■ TASK INSTRUCTIONS
Please return the records below exactly as they appear, leaving every picture out.

■ GIVEN RECORDS
**********
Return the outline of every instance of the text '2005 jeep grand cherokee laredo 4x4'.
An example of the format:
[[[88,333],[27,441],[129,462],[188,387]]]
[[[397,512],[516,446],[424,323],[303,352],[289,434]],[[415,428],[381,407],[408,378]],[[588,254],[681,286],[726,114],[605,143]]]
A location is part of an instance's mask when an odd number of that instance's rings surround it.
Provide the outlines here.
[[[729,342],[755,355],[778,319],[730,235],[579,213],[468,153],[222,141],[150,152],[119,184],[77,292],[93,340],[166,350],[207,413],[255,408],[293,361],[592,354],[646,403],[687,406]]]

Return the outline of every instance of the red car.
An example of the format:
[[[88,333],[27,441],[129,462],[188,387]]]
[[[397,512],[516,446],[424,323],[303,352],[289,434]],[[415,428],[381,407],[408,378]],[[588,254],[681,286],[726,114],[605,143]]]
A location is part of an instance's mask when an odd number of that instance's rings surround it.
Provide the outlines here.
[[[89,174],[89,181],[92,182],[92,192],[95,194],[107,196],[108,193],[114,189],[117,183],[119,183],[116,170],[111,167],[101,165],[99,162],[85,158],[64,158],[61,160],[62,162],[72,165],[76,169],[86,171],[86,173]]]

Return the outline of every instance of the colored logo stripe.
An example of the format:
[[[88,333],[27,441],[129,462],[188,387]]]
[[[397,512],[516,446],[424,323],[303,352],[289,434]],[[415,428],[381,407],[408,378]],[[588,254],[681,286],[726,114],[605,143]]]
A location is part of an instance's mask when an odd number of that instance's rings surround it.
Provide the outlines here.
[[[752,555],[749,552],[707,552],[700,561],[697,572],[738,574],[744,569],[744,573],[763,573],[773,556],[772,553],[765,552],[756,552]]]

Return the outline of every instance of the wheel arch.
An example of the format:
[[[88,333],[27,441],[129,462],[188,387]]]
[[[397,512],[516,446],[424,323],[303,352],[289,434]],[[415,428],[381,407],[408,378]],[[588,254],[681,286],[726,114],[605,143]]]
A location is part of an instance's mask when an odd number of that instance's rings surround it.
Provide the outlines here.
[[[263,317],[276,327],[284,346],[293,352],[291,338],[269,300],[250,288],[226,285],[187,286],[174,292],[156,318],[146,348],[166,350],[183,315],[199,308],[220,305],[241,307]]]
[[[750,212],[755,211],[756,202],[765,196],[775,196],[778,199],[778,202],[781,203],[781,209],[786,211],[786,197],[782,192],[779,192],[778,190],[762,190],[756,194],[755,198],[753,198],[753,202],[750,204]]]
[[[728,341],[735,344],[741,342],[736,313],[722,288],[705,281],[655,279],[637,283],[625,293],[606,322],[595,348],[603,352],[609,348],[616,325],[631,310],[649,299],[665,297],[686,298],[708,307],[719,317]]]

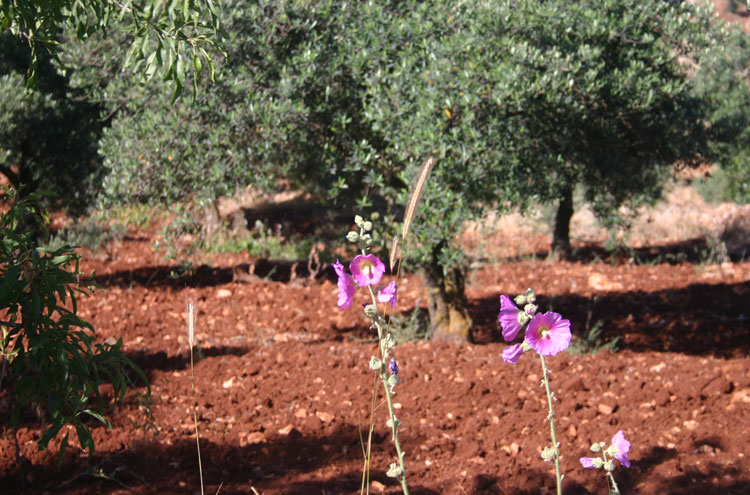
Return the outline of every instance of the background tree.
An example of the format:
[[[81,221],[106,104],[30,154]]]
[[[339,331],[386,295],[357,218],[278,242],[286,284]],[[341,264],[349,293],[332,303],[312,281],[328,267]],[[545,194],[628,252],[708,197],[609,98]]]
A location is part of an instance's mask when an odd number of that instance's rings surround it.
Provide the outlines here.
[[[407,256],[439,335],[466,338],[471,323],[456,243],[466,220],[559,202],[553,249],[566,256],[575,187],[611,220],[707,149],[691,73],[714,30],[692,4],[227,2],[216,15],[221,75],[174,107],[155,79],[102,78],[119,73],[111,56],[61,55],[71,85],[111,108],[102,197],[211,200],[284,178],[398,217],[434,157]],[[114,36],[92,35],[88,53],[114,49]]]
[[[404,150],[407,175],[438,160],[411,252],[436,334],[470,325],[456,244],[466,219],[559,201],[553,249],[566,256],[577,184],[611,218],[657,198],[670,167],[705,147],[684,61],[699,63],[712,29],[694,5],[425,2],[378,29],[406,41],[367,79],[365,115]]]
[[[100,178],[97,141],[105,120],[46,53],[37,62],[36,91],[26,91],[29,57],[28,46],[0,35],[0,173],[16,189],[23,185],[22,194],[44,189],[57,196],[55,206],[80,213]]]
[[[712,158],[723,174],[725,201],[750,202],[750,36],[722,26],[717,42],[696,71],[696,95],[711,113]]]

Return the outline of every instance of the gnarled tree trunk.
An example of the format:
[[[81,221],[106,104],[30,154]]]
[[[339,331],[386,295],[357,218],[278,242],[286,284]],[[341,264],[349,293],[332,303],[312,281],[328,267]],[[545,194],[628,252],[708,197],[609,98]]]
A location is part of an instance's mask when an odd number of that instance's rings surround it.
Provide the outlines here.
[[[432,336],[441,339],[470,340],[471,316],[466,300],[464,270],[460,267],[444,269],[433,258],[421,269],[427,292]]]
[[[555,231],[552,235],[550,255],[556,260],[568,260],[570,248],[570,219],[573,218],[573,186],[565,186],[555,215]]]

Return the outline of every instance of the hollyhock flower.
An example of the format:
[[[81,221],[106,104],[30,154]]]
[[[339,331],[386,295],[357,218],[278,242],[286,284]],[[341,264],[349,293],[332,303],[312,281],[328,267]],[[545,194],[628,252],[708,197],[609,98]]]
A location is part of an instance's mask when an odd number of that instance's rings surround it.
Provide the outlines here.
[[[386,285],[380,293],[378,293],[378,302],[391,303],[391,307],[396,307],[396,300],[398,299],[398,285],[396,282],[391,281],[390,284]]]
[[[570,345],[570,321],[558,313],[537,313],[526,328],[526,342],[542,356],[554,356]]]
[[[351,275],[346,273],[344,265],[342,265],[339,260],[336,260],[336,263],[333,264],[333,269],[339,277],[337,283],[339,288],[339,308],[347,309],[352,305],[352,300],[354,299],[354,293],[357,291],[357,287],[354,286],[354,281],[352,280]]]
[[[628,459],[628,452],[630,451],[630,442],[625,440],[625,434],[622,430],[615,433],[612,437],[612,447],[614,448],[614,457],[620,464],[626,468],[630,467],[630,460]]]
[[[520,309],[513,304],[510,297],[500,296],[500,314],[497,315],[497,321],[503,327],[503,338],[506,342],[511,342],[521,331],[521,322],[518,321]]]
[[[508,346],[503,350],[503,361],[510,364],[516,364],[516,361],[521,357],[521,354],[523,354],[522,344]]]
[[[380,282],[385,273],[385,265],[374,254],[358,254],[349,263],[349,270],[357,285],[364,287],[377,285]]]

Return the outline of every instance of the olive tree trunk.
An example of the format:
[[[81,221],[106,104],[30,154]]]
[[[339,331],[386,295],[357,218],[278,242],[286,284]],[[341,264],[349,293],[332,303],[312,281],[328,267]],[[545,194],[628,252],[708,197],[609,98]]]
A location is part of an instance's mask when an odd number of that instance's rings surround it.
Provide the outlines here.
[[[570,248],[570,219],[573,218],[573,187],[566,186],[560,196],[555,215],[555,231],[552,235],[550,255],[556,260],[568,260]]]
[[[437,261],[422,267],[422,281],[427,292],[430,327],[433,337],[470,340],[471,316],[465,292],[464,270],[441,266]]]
**********
■ YOUR RESPONSE
Return the outline of every instance of the text '2005 jeep grand cherokee laredo 4x4'.
An example of the format:
[[[88,333],[27,441],[129,462],[188,387]]]
[[[397,512],[516,446],[424,323],[303,352],[289,434]],[[415,428],[381,407],[408,378]],[[588,254],[681,286],[726,114],[605,143]]]
A location is part of an instance's mask when an odd number of that instance's rings surround it.
Provide the outlines here.
[[[729,342],[755,355],[778,319],[730,235],[579,213],[468,153],[222,141],[150,152],[119,184],[77,292],[93,340],[166,350],[207,413],[255,408],[293,361],[592,354],[646,403],[687,406]]]

Return the outline of every instance of the red car.
An example of the format:
[[[88,333],[27,441],[129,462],[188,387]]]
[[[397,512],[516,446],[424,323],[303,352],[289,434]],[[415,428],[381,407],[408,378]],[[588,254],[681,286],[726,114],[605,143]]]
A location is part of an instance's mask when an odd number of that instance's rings surround it.
Provide the outlines here.
[[[89,174],[89,181],[92,182],[92,192],[95,194],[107,196],[108,193],[114,189],[117,183],[119,183],[116,170],[111,167],[101,165],[99,162],[85,158],[64,158],[61,160],[62,162],[72,165],[76,169],[86,171],[86,173]]]

Return the outline of every instance of the colored logo stripe.
An example of the format:
[[[88,333],[27,441],[129,462],[188,387]]]
[[[397,512],[516,446],[424,323],[303,352],[289,434]],[[415,428],[381,407],[408,378]],[[588,254],[681,286],[726,114],[605,143]]]
A location is part of an instance's mask when an odd number of that instance's rings surround it.
Provide the outlines here.
[[[752,555],[749,552],[707,552],[700,561],[697,572],[738,574],[744,569],[744,573],[763,573],[773,556],[772,553],[765,552],[756,552]]]

Return the outline of every instance of the wheel arch.
An example of the format:
[[[88,333],[27,441],[129,462],[188,387]]]
[[[397,512],[516,446],[424,323],[303,352],[289,434]],[[415,428],[381,407],[408,378]],[[588,254],[681,286],[726,114],[605,143]]]
A location is part of an instance's mask when an odd number of that instance's rings surround it.
Provide the outlines here.
[[[263,317],[276,327],[284,346],[293,352],[291,338],[269,300],[250,288],[226,285],[187,286],[174,292],[156,318],[146,348],[166,350],[183,315],[199,308],[220,305],[241,307]]]
[[[750,212],[755,211],[756,202],[765,196],[775,196],[778,199],[778,202],[781,203],[781,209],[786,211],[786,197],[782,192],[779,192],[778,190],[762,190],[756,194],[755,198],[753,198],[753,202],[750,204]]]
[[[728,341],[735,344],[741,342],[736,313],[722,288],[705,281],[655,279],[637,283],[625,293],[606,322],[595,348],[603,352],[609,348],[616,325],[631,310],[649,299],[665,297],[686,298],[708,307],[719,317]]]

Return the outline of every instance of the background tree.
An example of the format:
[[[81,221],[106,104],[30,154]]]
[[[339,331],[386,295],[357,218],[278,242],[286,284]],[[341,264],[349,293],[332,303],[312,281],[328,267]],[[545,194],[628,252],[708,197],[609,98]]]
A location is part of an instance's mask when an odd number of that instance's rings surround it.
Provide the outlines here.
[[[407,256],[439,335],[466,338],[471,323],[456,243],[466,220],[559,202],[553,249],[566,256],[575,187],[611,220],[707,149],[691,73],[714,30],[692,4],[227,2],[216,15],[221,75],[174,107],[155,79],[102,78],[119,73],[111,56],[61,55],[71,85],[111,108],[102,197],[211,200],[284,178],[398,217],[434,157]],[[114,36],[92,35],[88,53],[114,49]]]
[[[404,150],[407,175],[438,160],[411,252],[436,334],[470,325],[456,244],[466,219],[559,201],[553,249],[566,256],[577,184],[611,218],[657,198],[670,167],[705,147],[684,61],[699,63],[712,29],[694,5],[425,2],[378,29],[406,41],[367,79],[365,115]]]
[[[100,178],[97,141],[105,120],[46,53],[37,62],[36,91],[26,91],[29,57],[28,46],[0,35],[0,173],[16,189],[23,185],[22,194],[44,189],[57,196],[55,206],[80,213]]]
[[[712,158],[723,174],[725,201],[750,202],[750,36],[722,26],[717,42],[696,71],[696,95],[711,113]]]

Return the outline of every instance of the gnarled tree trunk.
An example of the format:
[[[81,221],[106,104],[30,154]]]
[[[339,331],[386,295],[357,218],[278,242],[286,284]],[[341,264],[349,293],[332,303],[312,281],[328,267]],[[545,194],[628,252],[708,197],[609,98]]]
A location is part of an instance's mask when an odd number of that instance's rings surround it.
Provide the outlines here.
[[[432,336],[441,339],[470,340],[471,316],[466,300],[464,270],[460,267],[444,269],[433,258],[421,269],[427,292]]]
[[[555,231],[552,235],[550,255],[556,260],[568,260],[570,248],[570,219],[573,218],[573,186],[565,186],[555,215]]]

Return the outline of every instance of the hollyhock flower.
An example of the format:
[[[81,221],[106,104],[30,154]]]
[[[339,331],[386,295],[357,218],[278,242],[286,284]],[[341,264],[349,293],[332,303],[312,281],[328,267]],[[545,194],[628,252],[708,197],[609,98]]]
A location is part of an instance's mask when an odd number of that instance's rings surround it.
Provide the outlines here.
[[[386,285],[380,293],[378,293],[378,302],[391,303],[391,307],[396,307],[396,300],[398,299],[398,285],[396,282],[391,281],[390,284]]]
[[[570,345],[570,321],[558,313],[537,313],[526,328],[526,342],[542,356],[554,356]]]
[[[351,275],[346,273],[344,265],[342,265],[339,260],[336,260],[336,263],[333,264],[333,269],[339,277],[337,283],[339,288],[339,308],[347,309],[352,305],[352,300],[354,299],[354,293],[357,291],[357,287],[354,286],[354,281],[352,280]]]
[[[628,459],[628,452],[630,451],[630,442],[625,440],[625,434],[622,430],[615,433],[612,437],[612,447],[614,448],[614,457],[620,464],[626,468],[630,467],[630,460]]]
[[[520,309],[513,304],[510,297],[500,296],[500,314],[497,315],[497,321],[503,327],[503,338],[506,342],[511,342],[521,331],[521,322],[518,321]]]
[[[508,346],[503,350],[503,361],[510,364],[516,364],[516,361],[521,357],[521,354],[523,354],[522,344]]]
[[[380,282],[385,273],[385,265],[374,254],[358,254],[349,263],[349,270],[357,285],[364,287],[377,285]]]

Return the outline of every instance of the olive tree trunk.
An example of the format:
[[[81,221],[106,104],[30,154]]]
[[[339,331],[386,295],[357,218],[278,242],[286,284]],[[341,264],[349,293],[332,303],[312,281],[328,267]],[[545,194],[628,252],[708,197],[609,98]]]
A location is part of an instance's mask when an odd number of that instance's rings surround it.
Provide the outlines here.
[[[570,248],[570,219],[573,218],[573,187],[566,186],[560,196],[555,215],[555,231],[552,235],[550,255],[556,260],[568,260]]]
[[[437,261],[422,267],[422,281],[427,292],[430,327],[433,337],[470,340],[471,316],[465,292],[464,270],[441,266]]]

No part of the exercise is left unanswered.